Enquanto eu me preparava
para a minha palestra,
fui refletindo sobre a minha vida,
tentando descobrir
qual foi precisamente o momento
em que o meu percurso começou.
Passou-se um longo período de tempo,
sem eu descobrir
o início ou o meio ou o fim
da minha história.
Eu dantes pensava que o meu início
fora uma tarde na minha comunidade,
quando a minha mãe me disse
que escapei a três casamentos arranjados
quando tinha dois anos.
Ou uma noite em que a eletricidade falhou
durante oito horas na nossa comunidade,
e o meu pai sentou-se,
rodeado por todos nós,
e contou-nos histórias de quando era
um miúdo desesperado por ir à escola
enquanto o pai, que era agricultor,
queria que ele trabalhasse
nos campos com ele.
Ou aquela noite escura,
quando eu tinha 16 anos,
quando três crianças vieram ter comigo
e sussurraram-me ao ouvido
que a minha amiga tinha sido assassinada
numa coisa chamada "assassínio de honra".
Mas depois apercebi-me de que,
por muito que saiba que estes momentos
contribuíram para o meu percurso,
estes momentos influenciaram-me
mas não marcaram o seu início.
O verdadeiro início do meu percurso
foi em frente a uma casa de barro
no Sinde superior do Paquistão,
onde o meu pai agarrou na mão
da minha mãe, que tinha 14 anos
e decidiram sair da aldeia
para irem para uma cidade onde pudessem
mandar os filhos para a escola.
De certa forma, sinto que a minha vida
é uma espécie de resultado de escolhas
e decisões sábias que eles fizeram.
E, repentinamente,
outra das suas decisões
foi manter-me a mim e aos meus irmãos
ligados às nossas raízes.

________________________

* **DESAFIOS**
1. Segundo o texto sobre as origens do percurso, diante de que tipo de casa começou verdadeiramente esse percurso?
2. Indique se cada afirmação concorda com o texto sobre as origens do percurso, citando as palavras que o decidem: (a) A mãe tinha 14 anos quando o casal decidiu sair da aldeia. (b) A eletricidade falhou durante duas horas na comunidade. (c) O pai do pai, que era agricultor, queria que o filho fosse à escola.
3. Retome o texto sobre as origens do percurso a partir do ponto em que termina.
O material não é necessário para este exercício.

* **DADOS DE ORIGEM**
________________________

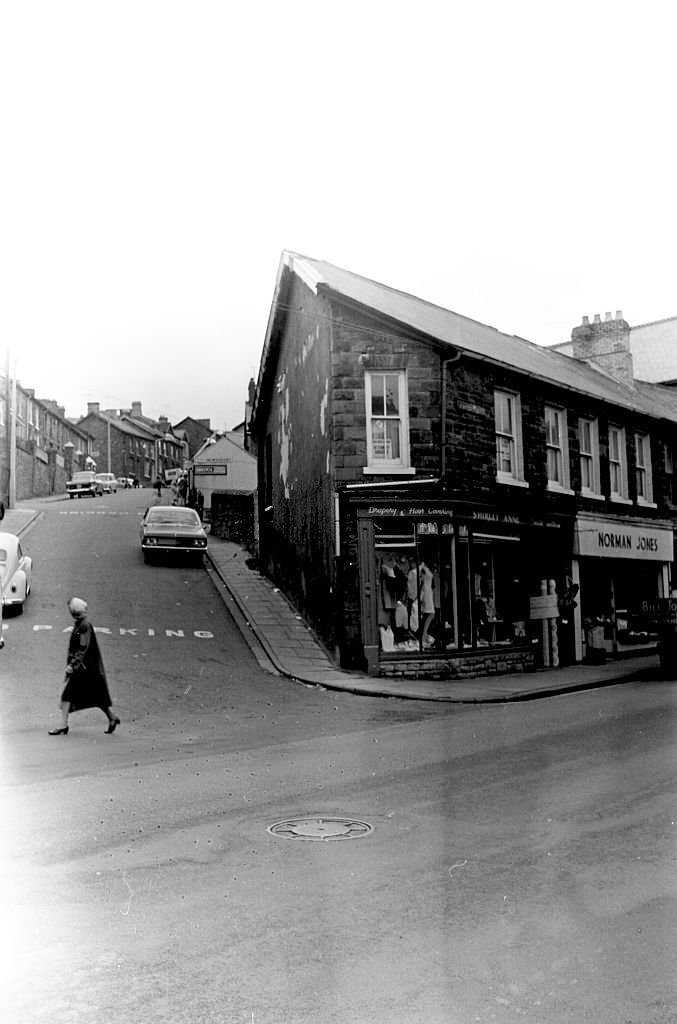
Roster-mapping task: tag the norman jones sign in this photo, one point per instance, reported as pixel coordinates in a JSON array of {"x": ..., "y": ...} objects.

________________________

* **RESPOSTAS AO EXERCÍCIO**
1. Diante de uma casa de barro, no Sinde superior do Paquistão.

2.
(a) Sim: "da minha mãe, que tinha 14 anos".
(b) Não: "durante oito horas na nossa comunidade".
(c) Não: "queria que ele trabalhasse nos campos com ele".

3.
Enquanto vivíamos numa comunidade
que recordo com saudade, chamada Ribabad,
que significa "comunidade dos pobres",
o meu pai assegurou-se de que tínhamos
uma casa na nossa terra-natal rural.
Eu sou oriunda de uma tribo indígena
das montanhas de Baluchistão,
chamada Brahui.
Brahui, ou Brohi, significa "habitante das
montanhas", e é também a minha língua.
Graças às regras muito rígidas do meu pai
sobre ligar-nos aos nossos costumes,
tive de viver uma vida bonita de músicas,
culturas, tradições, histórias, montanhas,
e montes de ovelhas.
Mas, viver entre dois extremos,
entre as tradições da minha cultura,
da minha aldeia,
e o ensino moderno na minha escola,
não foi fácil.
Eu tinha a noção de que era a única rapariga
que tinha tanta liberdade,
e sentia-me culpada por isso.
Enquanto ia para a escola
em Carachi e Haiderabade,
muitas primas minhas e amigas de infância
estavam a casar-se,
algumas com homens mais velhos,
algumas como troca,
algumas até como segundas mulheres.
Eu vi a bonita tradição e a sua
magia a desvanecerem-se à minha frente
quando vi que o nascimento de uma menina
era recebido com tristeza,
enquanto era dito às mulheres para terem
a paciência como virtude principal.
Quando tinha 16 anos,
eu curava a minha tristeza
através do choro,
sobretudo à noite,
quando todos iam dormir
e eu soluçava na minha almofada,
até uma certa noite, quando descobri
que a minha amiga tinha sido assassinada
em nome da honra.
"Assassínios de honra" é um costume
em que os homens e as mulheres
são suspeitos de terem relações
antes ou fora do casamento,
e as famílias assassinam-nos
por isso.
Por norma, o assassino é o irmão,
o pai ou o tio da família.
As Nações Unidas dizem que
há cerca de 1000 assassínios de honra
anualmente no Paquistão
e estes são apenas os casos relatados.
Um costume que mata
não fazia sentido para mim,
e eu sabia que, desta vez,
tinha de fazer alguma coisa.
Não ia continuar a chorar até adormecer.
Ia fazer algo, qualquer coisa,
para pôr termo a isto.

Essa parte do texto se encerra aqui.